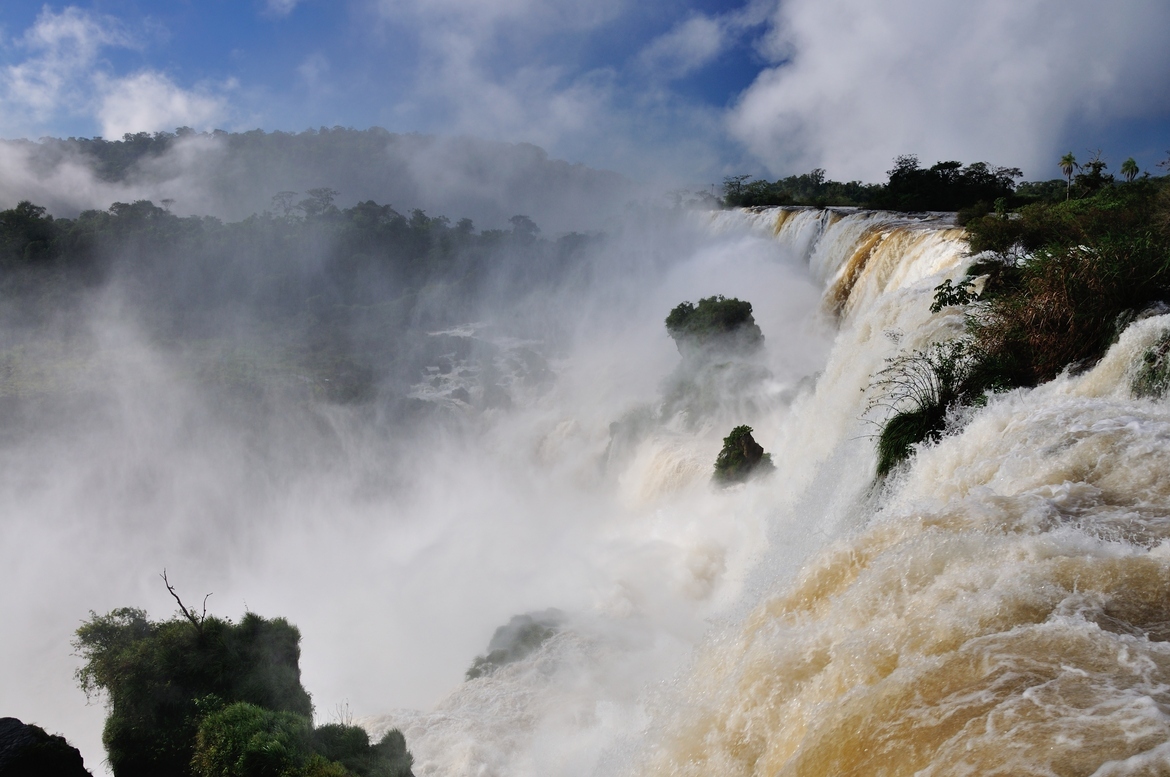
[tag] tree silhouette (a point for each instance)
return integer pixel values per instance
(1068, 165)
(1129, 170)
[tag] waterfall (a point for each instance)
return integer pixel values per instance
(1000, 605)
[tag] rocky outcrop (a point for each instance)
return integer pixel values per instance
(28, 750)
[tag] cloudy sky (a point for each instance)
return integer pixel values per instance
(690, 89)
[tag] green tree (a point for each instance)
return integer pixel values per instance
(153, 673)
(717, 322)
(1129, 170)
(1068, 166)
(741, 458)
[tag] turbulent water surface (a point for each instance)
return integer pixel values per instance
(1000, 605)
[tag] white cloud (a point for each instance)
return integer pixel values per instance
(281, 7)
(63, 75)
(151, 102)
(61, 47)
(997, 81)
(465, 84)
(686, 48)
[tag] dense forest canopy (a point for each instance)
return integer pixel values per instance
(233, 174)
(971, 190)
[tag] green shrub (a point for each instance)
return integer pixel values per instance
(349, 745)
(741, 458)
(243, 740)
(1153, 377)
(518, 638)
(155, 673)
(916, 390)
(715, 323)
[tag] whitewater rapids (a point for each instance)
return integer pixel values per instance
(1000, 606)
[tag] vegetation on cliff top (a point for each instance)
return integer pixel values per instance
(204, 696)
(716, 322)
(741, 458)
(1060, 281)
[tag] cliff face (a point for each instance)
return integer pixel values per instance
(28, 750)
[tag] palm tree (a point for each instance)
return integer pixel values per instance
(1067, 165)
(1129, 170)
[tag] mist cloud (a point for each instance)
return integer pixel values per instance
(855, 83)
(61, 73)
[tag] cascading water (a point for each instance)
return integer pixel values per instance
(1002, 605)
(998, 606)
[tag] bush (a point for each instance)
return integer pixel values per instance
(243, 740)
(715, 323)
(1153, 377)
(155, 673)
(515, 640)
(349, 745)
(741, 458)
(916, 390)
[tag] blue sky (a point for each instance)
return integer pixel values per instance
(685, 89)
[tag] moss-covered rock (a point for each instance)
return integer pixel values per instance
(741, 458)
(716, 324)
(28, 750)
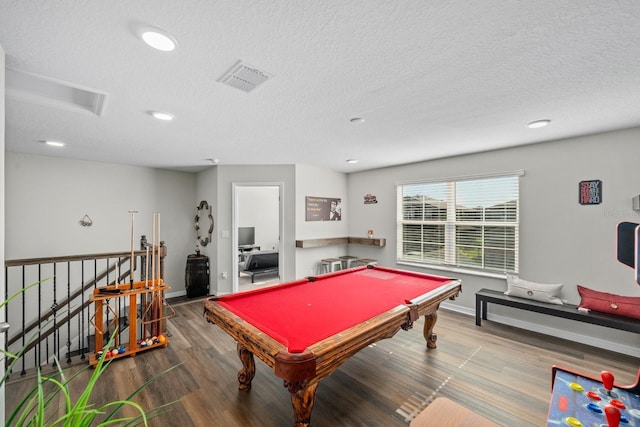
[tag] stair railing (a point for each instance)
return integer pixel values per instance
(55, 311)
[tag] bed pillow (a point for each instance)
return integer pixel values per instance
(517, 287)
(609, 303)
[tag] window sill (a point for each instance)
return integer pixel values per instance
(457, 270)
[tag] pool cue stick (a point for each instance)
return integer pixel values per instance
(132, 259)
(159, 294)
(153, 248)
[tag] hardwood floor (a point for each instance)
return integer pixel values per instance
(497, 371)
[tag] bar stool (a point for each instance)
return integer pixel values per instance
(349, 261)
(328, 265)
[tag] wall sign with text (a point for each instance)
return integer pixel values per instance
(323, 209)
(590, 192)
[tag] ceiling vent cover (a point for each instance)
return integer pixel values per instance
(50, 92)
(244, 77)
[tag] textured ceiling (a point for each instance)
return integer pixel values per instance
(430, 78)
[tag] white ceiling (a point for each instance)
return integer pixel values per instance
(431, 78)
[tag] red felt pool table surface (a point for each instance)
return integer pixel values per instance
(301, 313)
(306, 329)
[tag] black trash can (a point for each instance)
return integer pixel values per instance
(196, 275)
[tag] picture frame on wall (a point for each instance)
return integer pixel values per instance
(323, 208)
(590, 192)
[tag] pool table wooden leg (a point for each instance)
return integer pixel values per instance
(302, 400)
(248, 371)
(429, 323)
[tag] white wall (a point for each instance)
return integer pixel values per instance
(314, 181)
(561, 241)
(46, 197)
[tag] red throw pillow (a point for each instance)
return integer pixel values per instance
(609, 303)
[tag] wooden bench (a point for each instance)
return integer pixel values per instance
(566, 311)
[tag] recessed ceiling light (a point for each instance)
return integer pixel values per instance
(158, 39)
(539, 123)
(54, 143)
(162, 116)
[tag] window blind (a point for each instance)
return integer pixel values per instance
(469, 222)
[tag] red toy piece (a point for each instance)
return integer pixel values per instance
(607, 381)
(613, 416)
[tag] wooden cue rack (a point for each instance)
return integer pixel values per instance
(151, 301)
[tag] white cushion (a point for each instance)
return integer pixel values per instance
(517, 287)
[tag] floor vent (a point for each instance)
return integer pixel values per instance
(244, 77)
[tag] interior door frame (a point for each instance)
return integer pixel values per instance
(234, 225)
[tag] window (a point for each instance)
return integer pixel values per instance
(467, 222)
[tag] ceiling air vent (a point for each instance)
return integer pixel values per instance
(244, 77)
(42, 90)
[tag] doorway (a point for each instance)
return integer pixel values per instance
(257, 224)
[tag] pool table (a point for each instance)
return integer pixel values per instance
(304, 330)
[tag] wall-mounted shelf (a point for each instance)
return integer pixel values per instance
(316, 243)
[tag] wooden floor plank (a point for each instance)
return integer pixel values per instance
(502, 373)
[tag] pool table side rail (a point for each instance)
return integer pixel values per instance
(321, 359)
(243, 332)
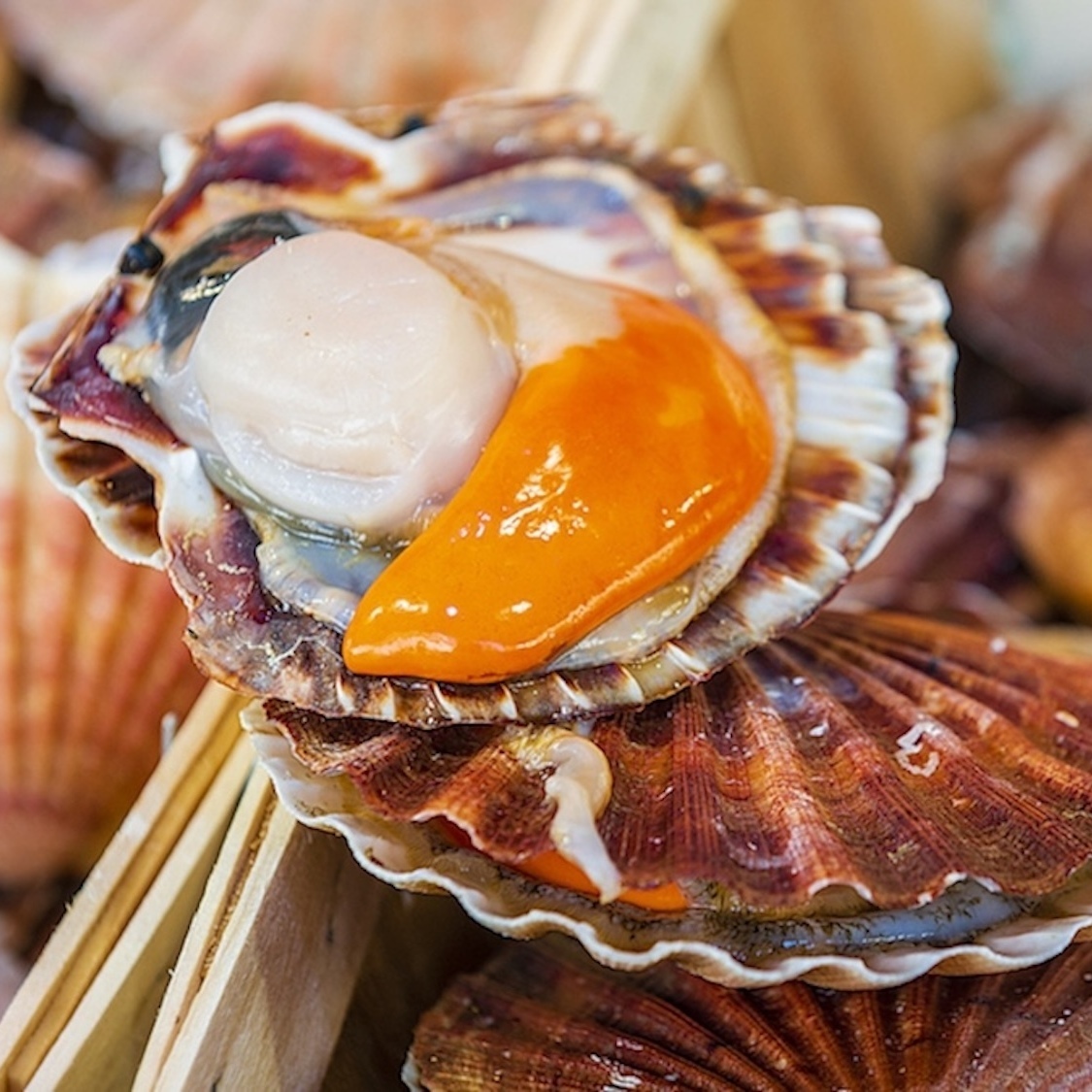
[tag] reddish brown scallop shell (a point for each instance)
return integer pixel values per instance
(538, 1014)
(870, 377)
(858, 802)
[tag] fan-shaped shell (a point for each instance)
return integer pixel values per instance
(90, 652)
(871, 370)
(139, 70)
(859, 802)
(539, 1013)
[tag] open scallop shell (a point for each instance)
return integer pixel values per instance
(870, 373)
(866, 800)
(538, 1013)
(90, 652)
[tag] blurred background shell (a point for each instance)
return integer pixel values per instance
(92, 664)
(182, 66)
(538, 1012)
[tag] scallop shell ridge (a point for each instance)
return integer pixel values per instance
(533, 1003)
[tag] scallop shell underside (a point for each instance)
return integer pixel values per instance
(943, 776)
(871, 368)
(539, 1012)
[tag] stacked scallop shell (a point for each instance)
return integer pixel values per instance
(90, 654)
(665, 1029)
(856, 798)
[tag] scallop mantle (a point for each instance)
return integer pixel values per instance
(871, 373)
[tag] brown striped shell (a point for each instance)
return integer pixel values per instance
(868, 378)
(536, 1013)
(862, 801)
(92, 662)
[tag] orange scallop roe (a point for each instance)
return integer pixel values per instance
(552, 868)
(613, 470)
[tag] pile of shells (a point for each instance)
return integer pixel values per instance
(754, 785)
(819, 752)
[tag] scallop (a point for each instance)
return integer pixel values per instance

☆ ☆ ☆ ☆

Put every line of the rows above into a Markdown table with two columns, "No." for the line number and "Line" for its text. Skip blank lines, and leave the pictures out of the answer.

| No. | Line |
|---|---|
| 1 | [tag] tree silhouette (a point for each instance) |
| 2 | return integer pixel values per instance |
| 3 | (1068, 165) |
| 4 | (1129, 170) |
| 5 | [tag] waterfall (a point for each instance) |
| 6 | return integer pixel values per instance |
| 7 | (1000, 605) |
| 8 | [tag] rocky outcrop (a point for each instance) |
| 9 | return integer pixel values per instance |
| 10 | (28, 750) |
| 11 | [tag] cloudy sky (a point for each instance) |
| 12 | return integer pixel values per instance |
| 13 | (690, 89) |
| 14 | [tag] green tree (a point for each instance) |
| 15 | return integer pixel values per instance |
| 16 | (153, 673) |
| 17 | (717, 322) |
| 18 | (1129, 170) |
| 19 | (1068, 166) |
| 20 | (741, 458) |
| 21 | [tag] turbulent water surface (a point for each instance) |
| 22 | return integer pixel values per instance |
| 23 | (1000, 605) |
| 24 | [tag] white cloud (a point for each instance) |
| 25 | return integer pixel values per instance |
| 26 | (281, 7) |
| 27 | (63, 75) |
| 28 | (151, 102) |
| 29 | (61, 47) |
| 30 | (997, 81) |
| 31 | (465, 84) |
| 32 | (686, 48) |
| 33 | [tag] dense forest canopy (a point for each instance) |
| 34 | return integer pixel values per instance |
| 35 | (233, 174) |
| 36 | (971, 190) |
| 37 | [tag] green shrub (a point for each instance) |
| 38 | return integer pixel values per instance |
| 39 | (349, 745) |
| 40 | (741, 458) |
| 41 | (243, 740) |
| 42 | (1153, 377) |
| 43 | (518, 638) |
| 44 | (155, 673) |
| 45 | (916, 390) |
| 46 | (715, 323) |
| 47 | [tag] whitewater rapids (a point for each instance) |
| 48 | return integer pixel values per instance |
| 49 | (1000, 606) |
| 50 | [tag] vegetation on cliff top (a point for each instance) |
| 51 | return integer pixel values per instance |
| 52 | (204, 696) |
| 53 | (716, 322) |
| 54 | (741, 458) |
| 55 | (1060, 281) |
| 56 | [tag] cliff face (a point for each instance) |
| 57 | return integer pixel values per instance |
| 58 | (28, 750) |
| 59 | [tag] palm tree (a point for each instance) |
| 60 | return integer pixel values per instance |
| 61 | (1067, 165) |
| 62 | (1129, 170) |
| 63 | [tag] mist cloud (a point for each instance) |
| 64 | return integer pixel values per instance |
| 65 | (855, 83) |
| 66 | (61, 73) |
| 67 | [tag] cascading water (a point for each instance) |
| 68 | return integer pixel values per instance |
| 69 | (1002, 605) |
| 70 | (998, 606) |
| 71 | [tag] bush (a point for each instance) |
| 72 | return integer pixel values per instance |
| 73 | (243, 740) |
| 74 | (715, 323) |
| 75 | (1153, 377) |
| 76 | (155, 673) |
| 77 | (515, 640) |
| 78 | (349, 745) |
| 79 | (741, 458) |
| 80 | (916, 390) |
| 81 | [tag] blue sky (a point for each instance) |
| 82 | return integer pixel values per instance |
| 83 | (685, 89) |
| 84 | [tag] moss-covered rock (a point for each instance) |
| 85 | return integer pixel values per instance |
| 86 | (741, 458) |
| 87 | (716, 324) |
| 88 | (28, 750) |
| 89 | [tag] stair railing (a point for each instance) |
| 90 | return integer pixel values per instance |
| 91 | (55, 311) |
| 92 | [tag] bed pillow (a point for each instance) |
| 93 | return integer pixel values per instance |
| 94 | (517, 287) |
| 95 | (609, 303) |
| 96 | [tag] window sill (a point for each instance) |
| 97 | return integer pixel values per instance |
| 98 | (457, 270) |
| 99 | [tag] pool cue stick (a point for each instance) |
| 100 | return integer pixel values per instance |
| 101 | (132, 259) |
| 102 | (159, 294) |
| 103 | (153, 248) |
| 104 | [tag] hardwood floor (a point for each instance) |
| 105 | return integer pixel values per instance |
| 106 | (497, 371) |
| 107 | [tag] bar stool (a point for each instance) |
| 108 | return integer pixel values per instance |
| 109 | (349, 261) |
| 110 | (328, 265) |
| 111 | [tag] wall sign with text (a point for each instance) |
| 112 | return integer pixel values per instance |
| 113 | (323, 209) |
| 114 | (590, 192) |
| 115 | [tag] ceiling vent cover (a point for each instance) |
| 116 | return integer pixel values per instance |
| 117 | (50, 92) |
| 118 | (244, 77) |
| 119 | [tag] textured ceiling (a point for each instance) |
| 120 | return integer pixel values per instance |
| 121 | (430, 78) |
| 122 | [tag] white ceiling (a point for each instance) |
| 123 | return integer pixel values per instance |
| 124 | (431, 78) |
| 125 | [tag] red felt pool table surface (a point for each instance) |
| 126 | return integer pixel values per instance |
| 127 | (301, 313) |
| 128 | (306, 329) |
| 129 | [tag] black trash can (a point for each instance) |
| 130 | return integer pixel values per instance |
| 131 | (196, 275) |
| 132 | [tag] picture frame on wall (a point for each instance) |
| 133 | return integer pixel values per instance |
| 134 | (323, 208) |
| 135 | (590, 192) |
| 136 | [tag] pool table wooden leg (a point for each instance) |
| 137 | return integer pixel values per instance |
| 138 | (302, 400) |
| 139 | (248, 371) |
| 140 | (429, 323) |
| 141 | [tag] white wall (a point for each instance) |
| 142 | return integer pixel values per instance |
| 143 | (314, 181) |
| 144 | (561, 241) |
| 145 | (46, 197) |
| 146 | [tag] red throw pillow (a point for each instance) |
| 147 | return integer pixel values per instance |
| 148 | (609, 303) |
| 149 | [tag] wooden bench (a point for each instance) |
| 150 | return integer pixel values per instance |
| 151 | (566, 311) |
| 152 | [tag] recessed ceiling light (a point for each instance) |
| 153 | return integer pixel values per instance |
| 154 | (158, 39) |
| 155 | (539, 123) |
| 156 | (54, 143) |
| 157 | (162, 116) |
| 158 | [tag] window blind (a point for each instance) |
| 159 | return integer pixel values per instance |
| 160 | (469, 222) |
| 161 | [tag] red toy piece (a point for each instance) |
| 162 | return integer pixel values per instance |
| 163 | (607, 381) |
| 164 | (613, 416) |
| 165 | [tag] wooden cue rack (a point for each instance) |
| 166 | return integer pixel values per instance |
| 167 | (151, 301) |
| 168 | [tag] white cushion (a point for each instance) |
| 169 | return integer pixel values per instance |
| 170 | (517, 287) |
| 171 | [tag] floor vent (a point for each instance) |
| 172 | return integer pixel values per instance |
| 173 | (244, 77) |
| 174 | [tag] interior door frame (a point for each instance) |
| 175 | return integer pixel values per instance |
| 176 | (234, 225) |
| 177 | [tag] window (a point for each instance) |
| 178 | return integer pixel values per instance |
| 179 | (467, 222) |
| 180 | [tag] ceiling air vent (a point for each instance) |
| 181 | return integer pixel values per instance |
| 182 | (244, 77) |
| 183 | (42, 90) |
| 184 | [tag] doorway (a point for each instance) |
| 185 | return integer pixel values per instance |
| 186 | (257, 224) |
| 187 | [tag] pool table (a point for each instance) |
| 188 | return integer pixel values per instance |
| 189 | (304, 330) |
| 190 | [tag] wall-mounted shelf (a point for each instance) |
| 191 | return integer pixel values per instance |
| 192 | (316, 243) |
| 193 | [tag] wooden floor plank (a point for each instance) |
| 194 | return integer pixel values per instance |
| 195 | (502, 373) |
| 196 | [tag] pool table side rail (a point for each instance) |
| 197 | return integer pixel values per instance |
| 198 | (321, 359) |
| 199 | (243, 332) |
| 200 | [tag] reddish brown scallop shell (a point for each instance) |
| 201 | return integer pixel values per instance |
| 202 | (538, 1014) |
| 203 | (870, 377) |
| 204 | (858, 802) |
| 205 | [tag] fan-shaped shell (a point for each instance) |
| 206 | return integer pixel values per instance |
| 207 | (90, 652) |
| 208 | (871, 370) |
| 209 | (139, 70) |
| 210 | (859, 802) |
| 211 | (539, 1013) |
| 212 | [tag] open scallop shell (a point for each instance) |
| 213 | return integer pixel values per instance |
| 214 | (870, 373) |
| 215 | (866, 800) |
| 216 | (538, 1013) |
| 217 | (90, 652) |
| 218 | [tag] blurred background shell (a point for each instance) |
| 219 | return integer pixel values per instance |
| 220 | (92, 664) |
| 221 | (182, 66) |
| 222 | (538, 1012) |
| 223 | [tag] scallop shell ridge (a point for each instance) |
| 224 | return integer pixel values per instance |
| 225 | (533, 1003) |
| 226 | [tag] scallop shell underside (a point for each instance) |
| 227 | return integer pixel values per instance |
| 228 | (943, 776) |
| 229 | (871, 368) |
| 230 | (539, 1012) |
| 231 | [tag] stacked scallop shell (a point for each instance) |
| 232 | return integer pixel values per instance |
| 233 | (90, 654) |
| 234 | (665, 1029) |
| 235 | (856, 798) |
| 236 | [tag] scallop mantle (a point for each instance) |
| 237 | return integer pixel values per instance |
| 238 | (871, 373) |
| 239 | [tag] brown striped shell (a point for each instance) |
| 240 | return integer pixel values per instance |
| 241 | (868, 378) |
| 242 | (536, 1013) |
| 243 | (862, 801) |
| 244 | (92, 662) |
| 245 | [tag] orange scallop roe (a point for each instance) |
| 246 | return integer pixel values per instance |
| 247 | (552, 868) |
| 248 | (613, 470) |
| 249 | [tag] pile of shells (a point for each instance) |
| 250 | return integer pixel values per instance |
| 251 | (754, 785) |
| 252 | (819, 752) |
| 253 | [tag] scallop (a point for each instance) |
| 254 | return integer pixel values per instance |